Written request => The data must be written out once more, precisely as given.
═══ Records ═══
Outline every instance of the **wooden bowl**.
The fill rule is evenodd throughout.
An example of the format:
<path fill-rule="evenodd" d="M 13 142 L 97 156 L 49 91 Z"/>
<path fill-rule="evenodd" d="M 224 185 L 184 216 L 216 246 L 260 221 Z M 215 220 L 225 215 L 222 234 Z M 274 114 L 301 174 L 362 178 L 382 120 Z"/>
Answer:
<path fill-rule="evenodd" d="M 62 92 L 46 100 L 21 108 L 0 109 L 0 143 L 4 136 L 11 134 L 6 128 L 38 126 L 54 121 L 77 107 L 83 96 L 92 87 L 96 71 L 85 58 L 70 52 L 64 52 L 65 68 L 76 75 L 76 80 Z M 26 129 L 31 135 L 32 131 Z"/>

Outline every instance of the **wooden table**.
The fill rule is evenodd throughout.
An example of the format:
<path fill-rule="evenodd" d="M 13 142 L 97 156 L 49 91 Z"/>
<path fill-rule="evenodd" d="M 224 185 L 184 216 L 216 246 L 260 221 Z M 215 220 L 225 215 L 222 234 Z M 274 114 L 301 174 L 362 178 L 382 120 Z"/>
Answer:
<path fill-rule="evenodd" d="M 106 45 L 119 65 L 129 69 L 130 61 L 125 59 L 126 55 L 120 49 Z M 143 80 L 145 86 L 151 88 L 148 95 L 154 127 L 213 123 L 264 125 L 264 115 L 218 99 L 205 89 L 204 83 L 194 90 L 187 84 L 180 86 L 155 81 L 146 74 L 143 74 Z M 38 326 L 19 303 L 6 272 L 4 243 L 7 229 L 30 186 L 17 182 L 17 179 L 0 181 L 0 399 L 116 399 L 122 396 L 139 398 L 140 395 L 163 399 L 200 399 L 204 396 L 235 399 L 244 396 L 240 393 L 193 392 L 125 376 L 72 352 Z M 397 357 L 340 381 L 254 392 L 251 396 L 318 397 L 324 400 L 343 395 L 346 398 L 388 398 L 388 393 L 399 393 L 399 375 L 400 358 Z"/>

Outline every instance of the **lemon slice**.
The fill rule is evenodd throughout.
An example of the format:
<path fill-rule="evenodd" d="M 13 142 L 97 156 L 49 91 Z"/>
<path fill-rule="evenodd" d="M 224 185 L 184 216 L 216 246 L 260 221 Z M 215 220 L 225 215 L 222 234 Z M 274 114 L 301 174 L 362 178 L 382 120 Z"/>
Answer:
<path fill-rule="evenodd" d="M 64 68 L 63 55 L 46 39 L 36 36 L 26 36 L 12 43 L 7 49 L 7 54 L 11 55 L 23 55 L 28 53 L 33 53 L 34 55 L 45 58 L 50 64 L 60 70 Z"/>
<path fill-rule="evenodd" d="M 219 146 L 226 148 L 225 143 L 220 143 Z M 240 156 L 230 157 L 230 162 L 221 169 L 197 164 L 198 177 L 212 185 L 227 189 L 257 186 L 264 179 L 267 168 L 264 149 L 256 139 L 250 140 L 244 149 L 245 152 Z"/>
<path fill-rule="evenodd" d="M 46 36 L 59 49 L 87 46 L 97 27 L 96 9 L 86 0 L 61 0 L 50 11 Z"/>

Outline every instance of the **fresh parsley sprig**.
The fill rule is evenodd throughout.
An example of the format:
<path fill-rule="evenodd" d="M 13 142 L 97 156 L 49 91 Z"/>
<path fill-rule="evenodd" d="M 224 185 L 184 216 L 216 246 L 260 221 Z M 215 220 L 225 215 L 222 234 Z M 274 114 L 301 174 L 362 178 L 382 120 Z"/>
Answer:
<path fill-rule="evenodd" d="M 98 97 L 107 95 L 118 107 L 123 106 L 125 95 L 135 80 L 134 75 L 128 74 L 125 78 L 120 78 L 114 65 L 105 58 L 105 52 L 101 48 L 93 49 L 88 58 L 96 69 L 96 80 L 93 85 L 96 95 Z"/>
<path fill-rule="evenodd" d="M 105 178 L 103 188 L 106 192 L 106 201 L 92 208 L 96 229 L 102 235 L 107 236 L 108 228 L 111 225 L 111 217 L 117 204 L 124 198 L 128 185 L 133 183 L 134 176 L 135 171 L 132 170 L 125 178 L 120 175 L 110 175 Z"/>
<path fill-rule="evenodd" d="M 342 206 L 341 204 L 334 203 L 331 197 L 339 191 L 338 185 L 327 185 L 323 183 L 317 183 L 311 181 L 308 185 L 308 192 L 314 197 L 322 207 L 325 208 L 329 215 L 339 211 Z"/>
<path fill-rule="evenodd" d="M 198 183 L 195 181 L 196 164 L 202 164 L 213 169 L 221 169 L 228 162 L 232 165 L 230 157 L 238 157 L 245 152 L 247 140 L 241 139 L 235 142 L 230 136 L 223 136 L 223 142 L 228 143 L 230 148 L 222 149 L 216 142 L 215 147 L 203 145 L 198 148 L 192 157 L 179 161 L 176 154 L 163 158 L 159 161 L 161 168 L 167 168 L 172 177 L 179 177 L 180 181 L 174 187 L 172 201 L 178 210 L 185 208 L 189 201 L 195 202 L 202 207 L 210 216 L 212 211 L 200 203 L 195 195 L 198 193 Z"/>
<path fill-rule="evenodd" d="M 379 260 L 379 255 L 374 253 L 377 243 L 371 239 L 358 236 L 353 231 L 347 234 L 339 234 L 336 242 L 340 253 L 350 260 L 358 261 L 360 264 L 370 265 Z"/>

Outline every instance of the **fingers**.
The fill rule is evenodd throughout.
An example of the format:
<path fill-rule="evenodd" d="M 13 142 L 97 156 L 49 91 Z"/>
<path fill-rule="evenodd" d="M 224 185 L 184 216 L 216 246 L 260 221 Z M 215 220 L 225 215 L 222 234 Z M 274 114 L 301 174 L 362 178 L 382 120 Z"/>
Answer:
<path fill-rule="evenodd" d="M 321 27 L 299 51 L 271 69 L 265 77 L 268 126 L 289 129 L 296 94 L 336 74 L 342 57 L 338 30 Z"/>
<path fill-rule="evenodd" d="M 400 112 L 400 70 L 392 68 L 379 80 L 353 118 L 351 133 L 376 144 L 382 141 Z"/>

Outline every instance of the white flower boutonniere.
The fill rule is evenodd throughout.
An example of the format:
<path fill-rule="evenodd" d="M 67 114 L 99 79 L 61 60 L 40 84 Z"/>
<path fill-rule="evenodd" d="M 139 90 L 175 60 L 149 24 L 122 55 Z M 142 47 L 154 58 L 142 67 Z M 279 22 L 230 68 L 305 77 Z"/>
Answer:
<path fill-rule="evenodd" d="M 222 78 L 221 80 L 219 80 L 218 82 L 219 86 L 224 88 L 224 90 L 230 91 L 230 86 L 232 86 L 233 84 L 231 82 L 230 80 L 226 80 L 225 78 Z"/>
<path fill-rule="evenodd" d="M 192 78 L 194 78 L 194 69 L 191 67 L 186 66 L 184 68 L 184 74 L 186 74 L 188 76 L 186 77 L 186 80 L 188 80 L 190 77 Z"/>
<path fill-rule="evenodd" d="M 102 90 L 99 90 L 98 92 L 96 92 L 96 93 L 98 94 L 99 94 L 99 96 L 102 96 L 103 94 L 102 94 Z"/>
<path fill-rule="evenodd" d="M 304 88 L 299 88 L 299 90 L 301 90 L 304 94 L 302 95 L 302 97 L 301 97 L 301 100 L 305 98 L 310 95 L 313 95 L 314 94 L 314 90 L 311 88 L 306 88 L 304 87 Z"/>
═══
Exercise answer =>
Outline every instance of the **wooden bowl**.
The fill rule is evenodd throughout.
An example of the format:
<path fill-rule="evenodd" d="M 13 142 L 97 156 L 49 91 Z"/>
<path fill-rule="evenodd" d="M 224 185 L 184 216 L 216 246 L 260 221 Z M 215 220 L 225 215 L 222 234 Z M 274 114 L 301 174 L 362 178 L 382 120 Z"/>
Answer:
<path fill-rule="evenodd" d="M 62 92 L 46 100 L 21 108 L 0 109 L 0 143 L 4 136 L 11 134 L 6 128 L 38 126 L 54 121 L 77 107 L 83 96 L 92 87 L 96 71 L 85 58 L 70 52 L 64 52 L 65 68 L 76 75 L 76 80 Z M 26 129 L 31 135 L 32 131 Z"/>

Outline every instance of the **wooden table**.
The fill rule is evenodd throughout.
An example of the format:
<path fill-rule="evenodd" d="M 13 142 L 97 156 L 49 91 Z"/>
<path fill-rule="evenodd" d="M 224 185 L 184 216 L 216 246 L 260 221 Z M 215 220 L 225 215 L 222 234 Z M 274 114 L 301 174 L 362 178 L 382 120 Z"/>
Answer:
<path fill-rule="evenodd" d="M 106 45 L 119 65 L 129 69 L 130 61 L 125 59 L 126 55 L 120 49 Z M 143 80 L 145 86 L 151 88 L 148 95 L 154 127 L 213 123 L 264 125 L 264 115 L 218 99 L 205 89 L 204 83 L 194 90 L 187 84 L 180 86 L 155 81 L 146 74 L 143 74 Z M 38 326 L 19 303 L 6 272 L 4 243 L 7 229 L 30 186 L 17 182 L 17 179 L 0 181 L 0 399 L 116 399 L 122 396 L 139 398 L 140 395 L 163 399 L 200 399 L 204 396 L 235 399 L 244 396 L 240 393 L 193 392 L 125 376 L 72 352 Z M 397 357 L 340 381 L 254 392 L 251 396 L 318 397 L 324 400 L 343 395 L 346 398 L 388 398 L 388 393 L 399 393 L 399 375 L 400 358 Z"/>

Outline every instance of the **lemon slice**.
The fill rule is evenodd throughout.
An example of the format:
<path fill-rule="evenodd" d="M 13 142 L 97 156 L 49 91 Z"/>
<path fill-rule="evenodd" d="M 224 185 L 184 216 L 216 246 L 260 221 Z M 215 220 L 225 215 L 222 234 Z M 274 114 L 301 174 L 362 178 L 382 120 Z"/>
Answer:
<path fill-rule="evenodd" d="M 64 68 L 63 55 L 46 39 L 36 36 L 26 36 L 12 43 L 7 49 L 7 54 L 11 55 L 23 55 L 28 53 L 33 53 L 34 55 L 45 58 L 50 64 L 60 70 Z"/>
<path fill-rule="evenodd" d="M 219 146 L 226 148 L 225 143 L 220 143 Z M 240 156 L 230 157 L 230 162 L 221 169 L 197 164 L 198 177 L 212 185 L 227 189 L 257 186 L 264 179 L 267 168 L 264 149 L 256 139 L 250 140 L 244 149 L 245 152 Z"/>
<path fill-rule="evenodd" d="M 46 36 L 59 49 L 87 46 L 97 27 L 96 9 L 86 0 L 61 0 L 50 11 Z"/>

Outline every instance of the **fresh parsley sprig**.
The fill rule is evenodd throughout.
An example of the format:
<path fill-rule="evenodd" d="M 13 142 L 97 156 L 49 91 Z"/>
<path fill-rule="evenodd" d="M 224 185 L 184 216 L 216 246 L 260 221 Z M 215 220 L 225 215 L 222 234 Z M 274 114 L 301 174 L 362 178 L 382 120 Z"/>
Answer:
<path fill-rule="evenodd" d="M 98 97 L 107 95 L 118 107 L 123 106 L 125 95 L 135 80 L 134 75 L 128 74 L 125 78 L 120 78 L 114 65 L 105 58 L 105 52 L 101 48 L 93 49 L 88 58 L 96 69 L 96 80 L 93 85 L 96 95 Z"/>
<path fill-rule="evenodd" d="M 105 178 L 103 188 L 106 192 L 106 201 L 92 208 L 96 229 L 102 235 L 107 236 L 108 228 L 111 225 L 111 217 L 117 204 L 124 198 L 128 185 L 133 183 L 134 176 L 135 171 L 132 170 L 125 178 L 120 175 L 110 175 Z"/>
<path fill-rule="evenodd" d="M 342 206 L 341 204 L 334 203 L 331 197 L 339 191 L 338 185 L 327 185 L 323 183 L 317 183 L 311 181 L 308 185 L 308 192 L 314 197 L 322 207 L 325 208 L 329 215 L 339 211 Z"/>
<path fill-rule="evenodd" d="M 198 183 L 195 181 L 196 164 L 202 164 L 213 169 L 221 169 L 228 162 L 232 165 L 230 157 L 238 157 L 245 152 L 247 140 L 241 139 L 235 142 L 230 136 L 223 136 L 223 142 L 228 143 L 230 148 L 222 149 L 216 142 L 215 147 L 203 145 L 198 148 L 192 157 L 179 161 L 176 154 L 163 158 L 159 161 L 161 168 L 167 168 L 172 177 L 179 177 L 180 181 L 174 187 L 172 201 L 178 210 L 185 208 L 189 201 L 195 202 L 202 207 L 210 216 L 212 211 L 200 203 L 195 195 L 198 193 Z"/>
<path fill-rule="evenodd" d="M 379 260 L 379 255 L 374 253 L 377 243 L 371 239 L 358 236 L 353 231 L 347 234 L 339 234 L 336 242 L 340 253 L 350 260 L 358 261 L 360 264 L 370 265 Z"/>

Outline every instance of the **fingers**.
The fill rule is evenodd throughout.
An example of the format:
<path fill-rule="evenodd" d="M 13 142 L 97 156 L 49 91 Z"/>
<path fill-rule="evenodd" d="M 224 185 L 184 216 L 216 246 L 260 221 Z M 215 220 L 225 215 L 222 234 Z M 274 114 L 301 174 L 362 178 L 382 120 Z"/>
Answer:
<path fill-rule="evenodd" d="M 321 27 L 299 51 L 271 69 L 265 77 L 268 126 L 289 129 L 296 94 L 336 74 L 342 57 L 338 30 Z"/>
<path fill-rule="evenodd" d="M 400 112 L 400 70 L 392 68 L 379 80 L 353 118 L 351 133 L 376 144 L 382 141 Z"/>

Outline every instance of the white flower boutonniere.
The fill rule is evenodd throughout.
An example of the format:
<path fill-rule="evenodd" d="M 67 114 L 99 79 L 61 60 L 40 84 Z"/>
<path fill-rule="evenodd" d="M 139 90 L 175 60 L 149 24 L 122 55 Z M 142 47 L 154 58 L 142 67 Z M 279 22 L 230 68 L 305 77 Z"/>
Answer:
<path fill-rule="evenodd" d="M 222 78 L 221 80 L 219 80 L 218 82 L 219 86 L 224 88 L 224 90 L 230 91 L 230 86 L 232 86 L 233 84 L 231 82 L 230 80 L 226 80 L 225 78 Z"/>
<path fill-rule="evenodd" d="M 192 78 L 194 78 L 194 69 L 191 67 L 186 66 L 184 68 L 184 74 L 186 74 L 188 76 L 186 77 L 186 80 L 188 80 L 190 77 Z"/>
<path fill-rule="evenodd" d="M 102 90 L 99 90 L 98 92 L 96 92 L 96 93 L 98 94 L 99 94 L 99 96 L 102 96 L 103 94 L 102 94 Z"/>
<path fill-rule="evenodd" d="M 304 88 L 299 88 L 299 90 L 301 90 L 304 94 L 302 95 L 302 97 L 301 97 L 301 100 L 305 98 L 310 95 L 313 95 L 314 94 L 314 90 L 311 88 L 306 88 L 304 87 Z"/>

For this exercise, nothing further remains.